_Exercise goal:_ Return every line in the data below that contains the word "white", copying each line without changes.

_Data rows:_

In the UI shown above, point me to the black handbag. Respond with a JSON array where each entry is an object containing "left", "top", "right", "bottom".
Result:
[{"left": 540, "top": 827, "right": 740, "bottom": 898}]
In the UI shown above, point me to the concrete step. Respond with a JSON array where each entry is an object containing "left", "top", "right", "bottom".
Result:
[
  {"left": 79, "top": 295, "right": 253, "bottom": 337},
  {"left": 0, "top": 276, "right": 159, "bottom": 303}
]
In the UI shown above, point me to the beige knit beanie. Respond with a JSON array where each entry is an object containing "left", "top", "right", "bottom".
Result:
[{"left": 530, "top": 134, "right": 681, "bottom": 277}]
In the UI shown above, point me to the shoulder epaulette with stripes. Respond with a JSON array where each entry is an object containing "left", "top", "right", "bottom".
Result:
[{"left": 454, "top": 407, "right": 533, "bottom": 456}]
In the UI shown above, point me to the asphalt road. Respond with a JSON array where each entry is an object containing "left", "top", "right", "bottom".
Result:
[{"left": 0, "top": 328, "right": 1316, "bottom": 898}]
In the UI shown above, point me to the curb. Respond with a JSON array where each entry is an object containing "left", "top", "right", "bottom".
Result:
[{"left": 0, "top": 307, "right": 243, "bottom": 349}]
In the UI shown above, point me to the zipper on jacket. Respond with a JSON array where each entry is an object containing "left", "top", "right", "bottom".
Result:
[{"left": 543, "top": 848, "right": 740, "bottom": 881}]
...
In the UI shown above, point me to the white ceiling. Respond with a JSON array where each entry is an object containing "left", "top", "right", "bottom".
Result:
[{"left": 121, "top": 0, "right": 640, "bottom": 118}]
---
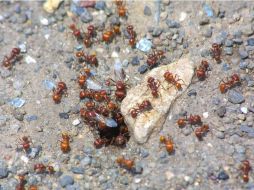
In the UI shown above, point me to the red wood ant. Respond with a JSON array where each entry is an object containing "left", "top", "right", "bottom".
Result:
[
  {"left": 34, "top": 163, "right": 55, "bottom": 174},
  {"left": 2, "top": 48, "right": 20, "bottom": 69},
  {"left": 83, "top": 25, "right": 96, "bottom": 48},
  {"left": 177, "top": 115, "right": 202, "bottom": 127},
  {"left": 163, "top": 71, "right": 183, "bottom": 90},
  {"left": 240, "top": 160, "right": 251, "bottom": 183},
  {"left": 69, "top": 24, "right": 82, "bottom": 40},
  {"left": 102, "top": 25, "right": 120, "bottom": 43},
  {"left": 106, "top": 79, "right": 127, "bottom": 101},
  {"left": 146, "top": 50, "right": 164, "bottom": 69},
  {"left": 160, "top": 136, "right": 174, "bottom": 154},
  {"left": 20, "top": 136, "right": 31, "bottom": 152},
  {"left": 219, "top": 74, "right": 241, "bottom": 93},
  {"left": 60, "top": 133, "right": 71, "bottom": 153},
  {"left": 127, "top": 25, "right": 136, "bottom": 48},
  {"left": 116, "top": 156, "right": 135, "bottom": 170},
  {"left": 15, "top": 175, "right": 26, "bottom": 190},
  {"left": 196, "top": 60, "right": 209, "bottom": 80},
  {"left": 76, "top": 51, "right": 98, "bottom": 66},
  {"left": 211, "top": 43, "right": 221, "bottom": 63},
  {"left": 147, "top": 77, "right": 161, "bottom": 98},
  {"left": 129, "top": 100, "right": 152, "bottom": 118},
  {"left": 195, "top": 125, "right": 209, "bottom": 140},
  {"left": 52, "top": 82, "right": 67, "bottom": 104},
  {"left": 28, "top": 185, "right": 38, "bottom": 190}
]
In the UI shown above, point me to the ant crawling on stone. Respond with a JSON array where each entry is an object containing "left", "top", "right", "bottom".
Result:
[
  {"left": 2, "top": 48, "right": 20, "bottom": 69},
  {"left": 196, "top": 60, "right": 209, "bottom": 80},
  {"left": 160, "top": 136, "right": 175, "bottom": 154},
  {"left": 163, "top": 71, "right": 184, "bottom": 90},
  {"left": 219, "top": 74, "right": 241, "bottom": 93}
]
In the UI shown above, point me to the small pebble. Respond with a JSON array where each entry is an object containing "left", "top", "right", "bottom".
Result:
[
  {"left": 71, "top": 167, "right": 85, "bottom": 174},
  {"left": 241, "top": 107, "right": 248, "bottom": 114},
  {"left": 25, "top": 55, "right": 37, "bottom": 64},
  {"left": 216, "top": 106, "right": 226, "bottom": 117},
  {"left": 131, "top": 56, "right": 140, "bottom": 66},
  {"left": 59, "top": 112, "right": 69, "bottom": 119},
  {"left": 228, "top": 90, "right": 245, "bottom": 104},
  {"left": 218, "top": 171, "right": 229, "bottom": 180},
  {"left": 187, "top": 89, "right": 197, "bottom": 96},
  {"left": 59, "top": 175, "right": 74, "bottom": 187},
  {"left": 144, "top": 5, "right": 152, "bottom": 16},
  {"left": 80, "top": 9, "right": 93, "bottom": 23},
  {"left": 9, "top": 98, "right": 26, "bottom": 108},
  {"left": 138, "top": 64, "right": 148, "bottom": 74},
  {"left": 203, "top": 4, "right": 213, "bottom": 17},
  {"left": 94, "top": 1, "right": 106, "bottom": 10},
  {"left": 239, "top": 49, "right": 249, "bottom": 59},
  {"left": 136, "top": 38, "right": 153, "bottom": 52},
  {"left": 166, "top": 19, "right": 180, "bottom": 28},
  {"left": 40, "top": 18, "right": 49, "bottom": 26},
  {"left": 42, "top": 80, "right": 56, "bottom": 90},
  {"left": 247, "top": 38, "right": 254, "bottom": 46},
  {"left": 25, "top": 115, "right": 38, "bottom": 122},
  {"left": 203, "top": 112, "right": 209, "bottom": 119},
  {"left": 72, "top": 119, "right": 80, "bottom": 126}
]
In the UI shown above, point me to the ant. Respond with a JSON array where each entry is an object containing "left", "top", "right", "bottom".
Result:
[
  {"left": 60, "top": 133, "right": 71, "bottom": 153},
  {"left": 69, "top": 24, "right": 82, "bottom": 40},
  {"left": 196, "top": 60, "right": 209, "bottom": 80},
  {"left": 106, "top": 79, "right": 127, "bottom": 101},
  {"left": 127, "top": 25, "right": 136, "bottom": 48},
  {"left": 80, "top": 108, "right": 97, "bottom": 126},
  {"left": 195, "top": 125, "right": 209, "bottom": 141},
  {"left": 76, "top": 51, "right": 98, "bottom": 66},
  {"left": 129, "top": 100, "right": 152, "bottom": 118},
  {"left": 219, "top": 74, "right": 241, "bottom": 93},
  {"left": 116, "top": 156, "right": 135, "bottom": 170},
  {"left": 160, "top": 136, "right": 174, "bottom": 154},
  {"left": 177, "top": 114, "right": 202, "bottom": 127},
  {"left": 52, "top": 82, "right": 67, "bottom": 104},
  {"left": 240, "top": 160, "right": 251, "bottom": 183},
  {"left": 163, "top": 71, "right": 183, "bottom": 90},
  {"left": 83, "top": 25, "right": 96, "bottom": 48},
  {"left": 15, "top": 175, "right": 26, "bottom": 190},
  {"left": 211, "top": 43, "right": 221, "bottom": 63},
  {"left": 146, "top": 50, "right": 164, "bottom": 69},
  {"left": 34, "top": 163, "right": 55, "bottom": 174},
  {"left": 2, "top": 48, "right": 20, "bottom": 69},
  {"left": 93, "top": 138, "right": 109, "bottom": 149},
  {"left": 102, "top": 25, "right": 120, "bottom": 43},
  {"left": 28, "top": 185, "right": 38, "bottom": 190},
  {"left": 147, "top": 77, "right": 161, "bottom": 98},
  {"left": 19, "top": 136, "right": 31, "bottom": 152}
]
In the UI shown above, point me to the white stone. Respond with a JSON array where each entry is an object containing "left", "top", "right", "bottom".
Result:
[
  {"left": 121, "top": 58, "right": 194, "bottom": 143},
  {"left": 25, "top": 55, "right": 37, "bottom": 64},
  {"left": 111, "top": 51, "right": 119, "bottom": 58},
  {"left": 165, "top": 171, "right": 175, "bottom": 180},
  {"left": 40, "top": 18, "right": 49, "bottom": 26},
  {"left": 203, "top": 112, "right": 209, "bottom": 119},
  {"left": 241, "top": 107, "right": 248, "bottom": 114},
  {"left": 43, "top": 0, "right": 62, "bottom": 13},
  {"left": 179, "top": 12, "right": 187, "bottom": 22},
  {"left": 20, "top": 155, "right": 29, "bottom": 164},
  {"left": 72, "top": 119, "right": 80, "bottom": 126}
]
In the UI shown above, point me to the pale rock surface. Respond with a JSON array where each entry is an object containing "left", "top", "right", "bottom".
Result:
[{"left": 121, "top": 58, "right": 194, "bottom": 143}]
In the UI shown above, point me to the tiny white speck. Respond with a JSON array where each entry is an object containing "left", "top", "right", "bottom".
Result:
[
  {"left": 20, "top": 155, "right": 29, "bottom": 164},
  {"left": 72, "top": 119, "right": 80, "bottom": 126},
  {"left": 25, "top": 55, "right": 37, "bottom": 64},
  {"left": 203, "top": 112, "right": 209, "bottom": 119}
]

_Result for this task:_
In the UI shown above, point me to the white ceiling. Respond with a JSON array where each entry is an object containing "left", "top", "right", "bottom".
In the UI shown above, point me to the white stone. Respond with a JSON array where each entry is an object containing "left", "top", "right", "bottom".
In the UI shown above, point me to the tiny white speck. Respond with a JSON array where each entry is an object containing "left", "top", "right", "bottom".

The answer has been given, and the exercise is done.